Binta is a doctoral candidate working with Dr. Marieme Lo, and Chair of the WGSI Graduate Student Union which has done amazing work this past year. Binta is also being specially recognised in African Studies for her amazing work mentoring African Studies and Black undergraduate students.

Born and raised in The Gambia, Binta Bajaha graduated on the Dean’s List at the University of Western Ontario with a  BA  degree  and Double Major in History and Global Studies. She holds a MSc in Gender, Development and Globalization from  London School of Economics and Politics (LSE ) and is  currently pursuing a PhD at WGSI under the supervision of Prof. Marieme Lo.  Binta’s scholarship focuses on climate  change adaptation, resilience and vulnerabilities drawing upon a critical feminist and intersectional lens  and focusing on the Sahel region in sub-Saharan Africa. 

In  her first year at WGSI, Binta has led the Graduate Student Union as its Chair, revitalizing the GSU and acting as a bridge between graduate students and the Institute’s faculty and administration. Working diligently alongside her colleagues, Binta has invested her talent and energy  in laying a strong institutional foundation so present and future cohorts of WGSI can thrive in a transformational, productive, supportive  and memorable feminist space.  

Overseeing and planning the inaugural WGSI GSU Speaker Series, as well as what was to be the first WGSI Graduate Student Conference before  the COVID-19 confinement, Binta’s tenacity in overcoming challenges, in the most inclusive and innovative  ways, has proven the bedrock of her leadership qualities and talents.  Alongside her Chair leadership, Teaching Assistant responsibilities as well as brilliantly completing her entire coursework load in her first year, Binta was able to maintain stellar academic records, showcasing an innate ability to efficiently balance competing priorities to demonstrate  outstanding community citizenship and leadership.  Her student leadership role extends  her professional leadership at an  early stage of her career in  gender justice  with UN Women in New York and  World Food  Programme  in Rome.  Her last position  before starting her doctoral  program consisted of  heading the Gender Unit in the World Food Programme’s $250 million yearly emergency response to the Rohingya refugee crises in Cox’s Bazar, Bangladesh. Leading gender-transformative programmatic interventions in ensuring Rohingya women, men, boys and girls have their needs met in a dignified manner, Binta worked using an inter-agency approach to create resilience and livelihood projects for women and adolescent girls that are at risk of gender-based violence within the refugee camps.

##############################

_ACTIVITIES_
1) Reproduce the profile's wording from "Binta is a doctoral" to "in sub-Saharan Africa.".
2) Answer these questions using the profile.
(a) In which country was Binta Bajaha born and raised?
(b) What master's degree does she hold, and from which school?
(c) Where was the Rohingya refugee response in which she headed the Gender Unit?

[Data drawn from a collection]
##############################

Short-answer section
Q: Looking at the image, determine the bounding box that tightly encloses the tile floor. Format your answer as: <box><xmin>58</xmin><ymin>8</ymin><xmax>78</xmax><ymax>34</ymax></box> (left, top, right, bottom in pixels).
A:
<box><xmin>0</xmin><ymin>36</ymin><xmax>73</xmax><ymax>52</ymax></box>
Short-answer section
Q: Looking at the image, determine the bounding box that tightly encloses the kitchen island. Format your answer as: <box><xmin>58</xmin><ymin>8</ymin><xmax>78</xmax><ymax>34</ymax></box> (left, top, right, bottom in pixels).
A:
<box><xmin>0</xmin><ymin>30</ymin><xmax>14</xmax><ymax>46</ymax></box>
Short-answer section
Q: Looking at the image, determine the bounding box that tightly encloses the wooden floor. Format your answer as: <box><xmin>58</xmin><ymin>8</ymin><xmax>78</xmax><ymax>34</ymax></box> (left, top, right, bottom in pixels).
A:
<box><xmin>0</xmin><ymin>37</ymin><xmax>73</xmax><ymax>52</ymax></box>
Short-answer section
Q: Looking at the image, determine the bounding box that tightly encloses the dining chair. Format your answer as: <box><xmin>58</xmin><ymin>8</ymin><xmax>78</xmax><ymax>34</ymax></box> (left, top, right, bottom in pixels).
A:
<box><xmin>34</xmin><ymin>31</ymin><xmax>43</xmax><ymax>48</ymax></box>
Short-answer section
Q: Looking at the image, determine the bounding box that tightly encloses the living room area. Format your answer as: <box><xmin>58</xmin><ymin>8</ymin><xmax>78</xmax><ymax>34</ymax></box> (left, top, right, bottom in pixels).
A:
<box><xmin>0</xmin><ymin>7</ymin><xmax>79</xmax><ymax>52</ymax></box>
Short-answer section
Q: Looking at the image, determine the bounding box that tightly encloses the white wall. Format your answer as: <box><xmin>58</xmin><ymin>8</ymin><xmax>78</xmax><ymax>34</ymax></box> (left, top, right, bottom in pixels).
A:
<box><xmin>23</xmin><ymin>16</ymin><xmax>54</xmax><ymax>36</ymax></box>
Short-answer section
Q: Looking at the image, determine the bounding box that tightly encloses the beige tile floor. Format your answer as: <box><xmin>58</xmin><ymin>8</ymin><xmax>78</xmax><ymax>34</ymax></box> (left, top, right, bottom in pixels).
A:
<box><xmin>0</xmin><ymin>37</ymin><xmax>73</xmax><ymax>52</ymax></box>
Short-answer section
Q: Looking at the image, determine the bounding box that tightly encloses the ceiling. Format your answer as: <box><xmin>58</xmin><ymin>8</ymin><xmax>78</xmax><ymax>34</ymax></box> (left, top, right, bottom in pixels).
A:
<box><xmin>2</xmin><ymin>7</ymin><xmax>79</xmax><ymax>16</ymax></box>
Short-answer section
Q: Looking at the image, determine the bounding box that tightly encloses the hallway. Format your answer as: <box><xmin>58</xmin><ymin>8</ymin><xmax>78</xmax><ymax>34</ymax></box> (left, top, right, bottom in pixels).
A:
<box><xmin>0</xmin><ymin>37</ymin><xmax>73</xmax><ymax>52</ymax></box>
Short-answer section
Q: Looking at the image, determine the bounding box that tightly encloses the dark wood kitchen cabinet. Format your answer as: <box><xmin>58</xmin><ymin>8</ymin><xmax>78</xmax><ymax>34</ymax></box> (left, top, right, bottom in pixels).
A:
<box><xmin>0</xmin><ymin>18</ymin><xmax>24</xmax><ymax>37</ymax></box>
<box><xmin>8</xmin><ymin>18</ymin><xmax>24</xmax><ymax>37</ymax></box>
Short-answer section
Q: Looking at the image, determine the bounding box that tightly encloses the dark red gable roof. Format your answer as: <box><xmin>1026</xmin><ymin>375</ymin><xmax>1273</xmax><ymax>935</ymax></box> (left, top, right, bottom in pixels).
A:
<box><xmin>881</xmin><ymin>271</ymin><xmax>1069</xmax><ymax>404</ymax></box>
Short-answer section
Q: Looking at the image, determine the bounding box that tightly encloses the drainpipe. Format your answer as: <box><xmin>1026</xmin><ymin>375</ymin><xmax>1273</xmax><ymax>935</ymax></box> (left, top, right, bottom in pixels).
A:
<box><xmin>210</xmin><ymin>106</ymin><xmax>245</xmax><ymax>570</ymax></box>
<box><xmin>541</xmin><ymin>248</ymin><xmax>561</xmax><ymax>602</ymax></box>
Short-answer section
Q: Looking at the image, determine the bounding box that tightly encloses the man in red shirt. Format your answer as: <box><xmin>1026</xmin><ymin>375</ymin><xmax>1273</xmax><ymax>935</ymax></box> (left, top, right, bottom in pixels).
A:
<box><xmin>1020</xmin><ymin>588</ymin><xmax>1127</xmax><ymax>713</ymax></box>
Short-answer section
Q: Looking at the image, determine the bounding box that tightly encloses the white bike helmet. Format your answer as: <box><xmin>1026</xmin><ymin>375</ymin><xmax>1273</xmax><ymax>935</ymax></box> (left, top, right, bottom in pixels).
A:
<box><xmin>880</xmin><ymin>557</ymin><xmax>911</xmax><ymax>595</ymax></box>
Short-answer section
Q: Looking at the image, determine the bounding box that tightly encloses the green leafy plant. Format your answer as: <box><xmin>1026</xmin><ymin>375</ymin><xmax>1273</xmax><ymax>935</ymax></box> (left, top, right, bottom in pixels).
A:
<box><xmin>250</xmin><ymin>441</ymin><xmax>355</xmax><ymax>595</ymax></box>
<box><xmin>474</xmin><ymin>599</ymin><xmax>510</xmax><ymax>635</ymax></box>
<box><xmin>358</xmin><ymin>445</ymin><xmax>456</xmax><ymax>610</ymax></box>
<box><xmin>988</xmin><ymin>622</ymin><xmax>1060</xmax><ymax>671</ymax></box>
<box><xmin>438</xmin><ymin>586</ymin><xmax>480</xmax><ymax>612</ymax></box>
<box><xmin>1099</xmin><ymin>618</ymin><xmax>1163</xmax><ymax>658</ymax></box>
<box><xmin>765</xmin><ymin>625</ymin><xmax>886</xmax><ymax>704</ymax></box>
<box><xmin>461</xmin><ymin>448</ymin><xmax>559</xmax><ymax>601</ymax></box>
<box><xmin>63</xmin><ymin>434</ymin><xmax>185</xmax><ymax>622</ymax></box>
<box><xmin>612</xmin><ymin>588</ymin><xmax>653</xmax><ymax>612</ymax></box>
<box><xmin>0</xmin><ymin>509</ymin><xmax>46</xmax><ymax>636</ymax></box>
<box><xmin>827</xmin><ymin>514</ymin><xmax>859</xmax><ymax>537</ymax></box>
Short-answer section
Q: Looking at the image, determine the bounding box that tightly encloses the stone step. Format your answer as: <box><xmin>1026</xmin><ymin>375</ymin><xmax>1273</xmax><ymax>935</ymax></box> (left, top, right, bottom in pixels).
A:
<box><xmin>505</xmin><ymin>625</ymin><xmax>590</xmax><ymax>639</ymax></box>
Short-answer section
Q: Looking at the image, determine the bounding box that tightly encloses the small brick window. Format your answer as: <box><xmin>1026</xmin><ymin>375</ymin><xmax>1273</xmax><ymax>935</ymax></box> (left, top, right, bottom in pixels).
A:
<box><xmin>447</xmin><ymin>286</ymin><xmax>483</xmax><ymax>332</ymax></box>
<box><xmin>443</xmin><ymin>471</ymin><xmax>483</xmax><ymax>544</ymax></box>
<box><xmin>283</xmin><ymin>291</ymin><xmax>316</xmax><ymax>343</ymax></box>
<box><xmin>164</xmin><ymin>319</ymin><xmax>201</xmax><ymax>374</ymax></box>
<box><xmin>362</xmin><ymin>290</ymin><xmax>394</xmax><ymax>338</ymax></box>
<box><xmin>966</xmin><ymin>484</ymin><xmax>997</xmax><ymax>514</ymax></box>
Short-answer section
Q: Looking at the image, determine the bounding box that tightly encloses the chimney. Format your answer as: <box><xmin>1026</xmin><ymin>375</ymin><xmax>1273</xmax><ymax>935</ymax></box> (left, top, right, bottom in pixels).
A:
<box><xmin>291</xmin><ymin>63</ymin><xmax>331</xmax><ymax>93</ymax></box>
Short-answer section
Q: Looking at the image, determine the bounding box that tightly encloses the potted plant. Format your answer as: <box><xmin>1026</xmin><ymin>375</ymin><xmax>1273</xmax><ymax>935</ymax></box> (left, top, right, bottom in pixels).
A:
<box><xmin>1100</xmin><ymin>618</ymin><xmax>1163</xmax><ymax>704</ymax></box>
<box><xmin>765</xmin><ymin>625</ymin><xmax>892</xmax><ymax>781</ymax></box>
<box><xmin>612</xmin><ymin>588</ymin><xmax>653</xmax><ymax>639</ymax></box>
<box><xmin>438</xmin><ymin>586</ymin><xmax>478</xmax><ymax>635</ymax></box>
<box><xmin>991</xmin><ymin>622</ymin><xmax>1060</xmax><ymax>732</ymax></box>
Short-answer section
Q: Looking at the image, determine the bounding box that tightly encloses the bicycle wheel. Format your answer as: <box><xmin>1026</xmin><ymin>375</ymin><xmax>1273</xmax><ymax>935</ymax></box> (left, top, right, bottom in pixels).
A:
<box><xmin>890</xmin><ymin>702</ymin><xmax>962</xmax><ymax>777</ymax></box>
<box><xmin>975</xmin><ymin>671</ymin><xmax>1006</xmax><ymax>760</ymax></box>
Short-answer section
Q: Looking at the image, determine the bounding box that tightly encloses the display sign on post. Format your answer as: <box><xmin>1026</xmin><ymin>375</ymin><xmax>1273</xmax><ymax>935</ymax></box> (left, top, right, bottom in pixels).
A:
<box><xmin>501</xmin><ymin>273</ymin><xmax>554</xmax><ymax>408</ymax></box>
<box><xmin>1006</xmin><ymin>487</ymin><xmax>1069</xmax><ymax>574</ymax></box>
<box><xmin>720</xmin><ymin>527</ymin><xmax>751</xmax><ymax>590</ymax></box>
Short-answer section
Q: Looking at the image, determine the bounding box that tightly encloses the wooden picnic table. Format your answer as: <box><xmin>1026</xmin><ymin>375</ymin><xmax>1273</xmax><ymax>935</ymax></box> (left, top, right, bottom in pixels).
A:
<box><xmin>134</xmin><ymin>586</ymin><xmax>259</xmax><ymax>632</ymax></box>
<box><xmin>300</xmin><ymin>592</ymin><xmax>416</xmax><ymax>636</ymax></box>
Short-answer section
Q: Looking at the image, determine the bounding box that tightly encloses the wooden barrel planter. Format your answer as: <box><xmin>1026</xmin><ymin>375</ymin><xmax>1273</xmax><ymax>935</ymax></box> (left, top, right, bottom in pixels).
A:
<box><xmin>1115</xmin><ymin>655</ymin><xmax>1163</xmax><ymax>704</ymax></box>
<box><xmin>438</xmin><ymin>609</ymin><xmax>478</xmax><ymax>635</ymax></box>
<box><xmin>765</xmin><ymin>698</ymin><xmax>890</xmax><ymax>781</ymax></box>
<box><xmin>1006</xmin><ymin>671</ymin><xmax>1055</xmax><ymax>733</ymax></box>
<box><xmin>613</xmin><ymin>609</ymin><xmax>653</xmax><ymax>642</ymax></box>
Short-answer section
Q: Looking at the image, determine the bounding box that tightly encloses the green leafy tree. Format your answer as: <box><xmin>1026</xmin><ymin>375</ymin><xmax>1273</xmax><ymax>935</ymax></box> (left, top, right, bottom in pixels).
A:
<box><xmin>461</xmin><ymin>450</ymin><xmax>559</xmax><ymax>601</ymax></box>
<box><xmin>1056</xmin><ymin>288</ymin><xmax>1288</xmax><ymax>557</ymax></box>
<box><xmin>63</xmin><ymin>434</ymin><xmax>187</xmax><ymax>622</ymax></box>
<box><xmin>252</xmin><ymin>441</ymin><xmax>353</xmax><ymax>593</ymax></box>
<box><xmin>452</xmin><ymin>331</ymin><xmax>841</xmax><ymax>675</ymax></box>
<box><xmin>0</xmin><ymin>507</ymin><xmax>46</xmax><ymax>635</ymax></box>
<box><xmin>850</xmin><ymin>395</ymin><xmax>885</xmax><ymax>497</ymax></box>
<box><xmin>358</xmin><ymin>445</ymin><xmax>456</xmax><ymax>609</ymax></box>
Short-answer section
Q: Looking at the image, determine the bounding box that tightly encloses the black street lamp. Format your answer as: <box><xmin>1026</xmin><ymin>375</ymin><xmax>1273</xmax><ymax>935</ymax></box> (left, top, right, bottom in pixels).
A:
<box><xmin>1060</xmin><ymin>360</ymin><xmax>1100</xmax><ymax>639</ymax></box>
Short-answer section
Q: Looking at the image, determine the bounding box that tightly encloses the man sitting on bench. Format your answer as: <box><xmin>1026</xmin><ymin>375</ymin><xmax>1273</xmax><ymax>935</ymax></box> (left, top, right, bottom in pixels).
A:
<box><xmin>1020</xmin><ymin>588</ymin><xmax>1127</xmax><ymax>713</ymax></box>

##############################

_ANSWER SET_
1)
Binta is a doctoral candidate working with Dr. Marieme Lo, and Chair of the WGSI Graduate Student Union which has done amazing work this past year. Binta is also being specially recognised in African Studies for her amazing work mentoring African Studies and Black undergraduate students.

Born and raised in The Gambia, Binta Bajaha graduated on the Dean’s List at the University of Western Ontario with a  BA  degree  and Double Major in History and Global Studies. She holds a MSc in Gender, Development and Globalization from  London School of Economics and Politics (LSE ) and is  currently pursuing a PhD at WGSI under the supervision of Prof. Marieme Lo.  Binta’s scholarship focuses on climate  change adaptation, resilience and vulnerabilities drawing upon a critical feminist and intersectional lens  and focusing on the Sahel region in sub-Saharan Africa.

2)
(a) The Gambia
(b) An MSc in Gender, Development and Globalization from the London School of Economics and Politics (LSE)
(c) Cox's Bazar, Bangladesh